== WHAT TO PRODUCE ==
Could you return each line of the material that has "instance" in it?

== RECORD SET ==
=== Begin Enclosure ===
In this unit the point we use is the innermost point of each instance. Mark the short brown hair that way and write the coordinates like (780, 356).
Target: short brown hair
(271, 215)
=== End Enclosure ===
=== Begin Enclosure ===
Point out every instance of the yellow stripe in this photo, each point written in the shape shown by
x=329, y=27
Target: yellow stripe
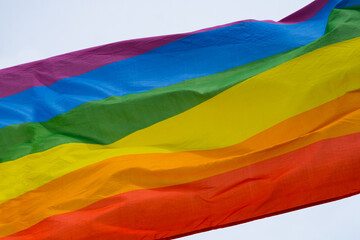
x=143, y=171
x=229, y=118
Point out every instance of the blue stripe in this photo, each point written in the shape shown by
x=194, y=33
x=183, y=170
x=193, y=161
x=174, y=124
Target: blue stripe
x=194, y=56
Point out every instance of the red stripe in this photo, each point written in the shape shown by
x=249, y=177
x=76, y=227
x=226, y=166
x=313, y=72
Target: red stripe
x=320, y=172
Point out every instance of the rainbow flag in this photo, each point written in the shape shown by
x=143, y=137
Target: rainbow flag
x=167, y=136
=== End Enclosure ===
=== Begin Enclosure ===
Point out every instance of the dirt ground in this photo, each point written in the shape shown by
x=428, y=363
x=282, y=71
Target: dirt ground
=== End Enclosure ===
== ANSWER SECTION ==
In this unit the point we use is the innermost point of each instance. Mark the short brown hair that way and write the coordinates like (780, 356).
Point out every instance of the yellow stripe in this photo, each point written in the shape shown by
Point out every instance of the blue stripe in this photo, each point written in the shape shown by
Point out every instance of the red stripe in this photo, each point written in the shape shown by
Point out every instance of the rainbow flag in this photo, each point written in the shape shown by
Point out every instance of the dirt ground in this photo, each point written in the shape shown by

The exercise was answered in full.